Your goal | Below are some records; reproduce every one of them exactly.

+++ Records to use +++

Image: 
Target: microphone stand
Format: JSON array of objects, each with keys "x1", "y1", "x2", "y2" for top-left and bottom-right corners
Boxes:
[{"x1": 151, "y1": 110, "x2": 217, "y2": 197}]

+++

Problem solution |
Image: 
Target: microphone stand
Format: JSON array of objects, each with keys "x1", "y1", "x2", "y2" for top-left and bottom-right corners
Boxes:
[{"x1": 151, "y1": 110, "x2": 217, "y2": 197}]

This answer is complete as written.